▶ 提示文:
三菱総合研究所が発表した「メタバースの認知・利用状況に関するアンケート」では、今回、新たに実施したアンケート結果に加え、毎年6月に実施している生活者市場予測システム(mif)の2022年データ、及び他機関の公開情報を活用し、認知率や利用率の経時変化を分析したところ、認知率は増加傾向を維持しており、2022年12月で83%に達している。一方、利用率はあまり変化せず、5%程度にとどまっていることなどが分かった。
調査結果(有効回答数1万人)によると、メタバースの認知状況については、2022年6月調査と同年12月の今回調査を比較すると、「他者に説明できるレベル」で知っている回答者割合(回答者平均で4.5%から11.6%)も「他者に説明できないレベル」で知っている回答者の割合(回答者平均で58.2%から71.7%)も、ともに増加していることが分かった。特に、前者については、この半年間で2.5倍以上にまで増加している。
メタバースの利用状況は、2022年12月時点で、「何らかの形でメタバースを利用」したことがある回答者の割合は全体の5.5%だった。このうち月に1回以上アクセスしている人の割合は1/3程度となる。なお、メタバースの利用経験者割合は、男性が女性の約2.5倍大きくなっている。利用率についても年齢の影響が顕著に表れており、若年層ほど利用率が高い傾向が見てとれる。

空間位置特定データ
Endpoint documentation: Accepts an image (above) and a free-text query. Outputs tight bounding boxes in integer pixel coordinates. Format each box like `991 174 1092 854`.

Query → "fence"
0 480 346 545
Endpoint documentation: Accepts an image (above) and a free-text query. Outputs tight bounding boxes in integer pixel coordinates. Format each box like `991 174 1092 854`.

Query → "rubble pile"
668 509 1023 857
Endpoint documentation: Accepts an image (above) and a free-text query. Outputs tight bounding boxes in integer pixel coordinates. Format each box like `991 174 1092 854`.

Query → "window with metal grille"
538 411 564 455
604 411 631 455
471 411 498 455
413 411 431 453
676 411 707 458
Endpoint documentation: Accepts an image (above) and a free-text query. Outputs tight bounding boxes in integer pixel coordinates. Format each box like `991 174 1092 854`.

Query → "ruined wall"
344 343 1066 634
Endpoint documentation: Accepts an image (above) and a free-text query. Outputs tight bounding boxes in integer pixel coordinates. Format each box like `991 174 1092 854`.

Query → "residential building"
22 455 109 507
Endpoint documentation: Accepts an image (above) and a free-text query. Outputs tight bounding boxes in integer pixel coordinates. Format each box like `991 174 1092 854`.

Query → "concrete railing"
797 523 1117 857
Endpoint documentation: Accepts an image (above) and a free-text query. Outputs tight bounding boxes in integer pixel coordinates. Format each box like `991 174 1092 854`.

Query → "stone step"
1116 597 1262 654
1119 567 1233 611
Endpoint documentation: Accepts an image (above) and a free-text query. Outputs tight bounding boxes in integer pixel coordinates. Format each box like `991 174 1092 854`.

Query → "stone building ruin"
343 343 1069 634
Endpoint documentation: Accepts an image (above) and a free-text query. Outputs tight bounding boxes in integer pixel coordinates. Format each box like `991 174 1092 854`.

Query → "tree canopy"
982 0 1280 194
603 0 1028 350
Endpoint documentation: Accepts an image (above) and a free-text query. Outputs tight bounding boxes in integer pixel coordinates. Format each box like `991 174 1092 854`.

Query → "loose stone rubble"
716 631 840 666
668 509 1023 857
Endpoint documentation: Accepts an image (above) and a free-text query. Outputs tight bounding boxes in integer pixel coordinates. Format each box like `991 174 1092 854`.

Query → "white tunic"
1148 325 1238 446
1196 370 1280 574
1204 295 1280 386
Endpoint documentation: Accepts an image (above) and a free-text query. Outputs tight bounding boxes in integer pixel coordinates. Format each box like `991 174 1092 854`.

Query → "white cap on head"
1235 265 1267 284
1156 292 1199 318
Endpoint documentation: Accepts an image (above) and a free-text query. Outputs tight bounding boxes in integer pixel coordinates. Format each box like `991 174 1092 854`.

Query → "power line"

▶ 作業内容:
**A.** メタバース調査の文章で「%」を付けて示されている数値を、出てくる順にすべて挙げよ。
**B.** メタバース調査の文章をもとに、次の問いに答えよ。
(i) 生活者市場予測システム(mif)は毎年何月に実施されているか。
(ii) 調査の有効回答数は何人か。
(iii) メタバースの利用経験者割合で、男性は女性の約何倍か。
**C.** メタバース調査の文章を、最後の文に続けて書き継げ。

▶ 解答:
**A.** 83%、5%、4.5%、11.6%、58.2%、71.7%、5.5%

**B.**
(i) 6月
(ii) 1万人
(iii) 約2.5倍

**C.**
メタバース利用経験者のメタバースへの主要アクセス手段は、「スマホ・タブレット」が6割、PCやゲーム機等の「2Dディスプレイ」が2割、残りの2割が「VR等」になった。年齢別にみると、30代及び40代以後では、アクセス手段に明確な差異はみられないが、10代+20代では、スマートフォン・タブレットの比率が高く、PC・ゲーム機の比率が低い。VR機器の利用比率も多少低めだが、PC・ゲーム機ほどの顕著な差はみられない。
メタバースの応用領域について、現在の利用状況と10年程度後を想定した将来への期待(複数回答)を挙げてもらったところ、現在、将来ともに「ゲーム」への期待が高いことが分かった。また、全体的に「余暇・娯楽に関する応用」への期待は高いが、将来への期待として、「ビジネス応用」を挙げた回答比率が相対的に高くなっている。特に、教育・学習、医療・健康、遠隔会議への期待の高さが目につく。